[Spatial localization data]
--- --- ---

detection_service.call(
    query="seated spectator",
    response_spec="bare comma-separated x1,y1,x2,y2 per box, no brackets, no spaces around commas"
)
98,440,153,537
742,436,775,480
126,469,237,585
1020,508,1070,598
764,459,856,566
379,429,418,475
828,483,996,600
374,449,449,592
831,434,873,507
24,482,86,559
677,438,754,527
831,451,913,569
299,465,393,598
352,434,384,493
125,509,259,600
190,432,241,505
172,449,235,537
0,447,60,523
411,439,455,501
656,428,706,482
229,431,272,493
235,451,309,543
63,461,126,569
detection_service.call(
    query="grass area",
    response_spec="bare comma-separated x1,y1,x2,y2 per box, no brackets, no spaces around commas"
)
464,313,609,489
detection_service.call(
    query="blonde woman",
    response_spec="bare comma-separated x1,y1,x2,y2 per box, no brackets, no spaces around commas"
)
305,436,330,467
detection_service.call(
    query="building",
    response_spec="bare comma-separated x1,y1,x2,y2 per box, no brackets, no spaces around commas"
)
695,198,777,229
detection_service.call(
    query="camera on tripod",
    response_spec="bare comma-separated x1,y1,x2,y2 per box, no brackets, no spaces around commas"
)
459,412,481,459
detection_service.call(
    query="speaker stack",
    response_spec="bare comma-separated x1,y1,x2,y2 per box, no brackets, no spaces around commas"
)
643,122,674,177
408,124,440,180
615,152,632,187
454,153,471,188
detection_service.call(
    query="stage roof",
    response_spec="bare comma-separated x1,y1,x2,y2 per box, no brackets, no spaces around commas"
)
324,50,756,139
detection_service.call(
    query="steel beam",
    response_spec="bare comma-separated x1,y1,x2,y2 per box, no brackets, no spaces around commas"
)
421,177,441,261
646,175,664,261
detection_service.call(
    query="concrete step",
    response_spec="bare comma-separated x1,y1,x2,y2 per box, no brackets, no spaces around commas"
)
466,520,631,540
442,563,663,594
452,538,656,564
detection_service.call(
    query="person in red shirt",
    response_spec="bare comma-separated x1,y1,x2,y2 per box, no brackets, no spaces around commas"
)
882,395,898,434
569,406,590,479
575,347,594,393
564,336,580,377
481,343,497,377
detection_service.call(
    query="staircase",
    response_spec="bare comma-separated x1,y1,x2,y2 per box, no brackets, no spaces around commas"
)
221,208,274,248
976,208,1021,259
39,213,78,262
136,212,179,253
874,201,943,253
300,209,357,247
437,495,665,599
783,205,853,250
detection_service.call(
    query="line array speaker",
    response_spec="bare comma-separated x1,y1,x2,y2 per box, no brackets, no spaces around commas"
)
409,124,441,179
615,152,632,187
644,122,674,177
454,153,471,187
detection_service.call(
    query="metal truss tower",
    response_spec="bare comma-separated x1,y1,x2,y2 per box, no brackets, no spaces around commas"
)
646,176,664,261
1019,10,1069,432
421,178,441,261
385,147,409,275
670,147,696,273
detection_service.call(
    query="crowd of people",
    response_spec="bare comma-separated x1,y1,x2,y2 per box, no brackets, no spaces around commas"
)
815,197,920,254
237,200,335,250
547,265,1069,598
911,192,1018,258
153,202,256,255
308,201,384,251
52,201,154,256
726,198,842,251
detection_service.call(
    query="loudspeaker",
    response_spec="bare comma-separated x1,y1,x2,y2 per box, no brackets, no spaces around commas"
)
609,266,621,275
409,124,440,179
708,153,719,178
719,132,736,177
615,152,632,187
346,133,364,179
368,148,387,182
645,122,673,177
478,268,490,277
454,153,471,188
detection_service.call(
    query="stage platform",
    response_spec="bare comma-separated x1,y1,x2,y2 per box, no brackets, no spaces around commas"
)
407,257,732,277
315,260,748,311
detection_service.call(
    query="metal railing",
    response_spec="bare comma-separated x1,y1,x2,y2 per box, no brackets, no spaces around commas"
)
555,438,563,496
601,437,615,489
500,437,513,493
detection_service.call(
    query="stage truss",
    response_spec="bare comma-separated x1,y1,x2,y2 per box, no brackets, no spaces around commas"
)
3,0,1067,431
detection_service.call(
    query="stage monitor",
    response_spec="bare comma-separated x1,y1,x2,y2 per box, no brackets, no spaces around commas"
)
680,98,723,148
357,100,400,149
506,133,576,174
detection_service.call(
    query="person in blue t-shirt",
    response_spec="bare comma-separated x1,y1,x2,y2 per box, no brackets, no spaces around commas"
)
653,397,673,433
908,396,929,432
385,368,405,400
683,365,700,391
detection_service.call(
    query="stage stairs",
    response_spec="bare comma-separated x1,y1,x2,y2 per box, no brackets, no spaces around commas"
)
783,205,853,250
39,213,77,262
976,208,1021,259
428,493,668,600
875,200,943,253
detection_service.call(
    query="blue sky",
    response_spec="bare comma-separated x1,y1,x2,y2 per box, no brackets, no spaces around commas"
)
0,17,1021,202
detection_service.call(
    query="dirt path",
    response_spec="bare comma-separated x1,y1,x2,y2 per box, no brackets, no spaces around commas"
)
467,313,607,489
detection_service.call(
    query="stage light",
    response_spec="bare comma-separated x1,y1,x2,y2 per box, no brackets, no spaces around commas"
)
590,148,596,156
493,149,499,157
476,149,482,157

--- --- ---

Your assignment: How many of the lines in the data above carry the word "truss"? Say the number and nothing else.

Result of this task: 2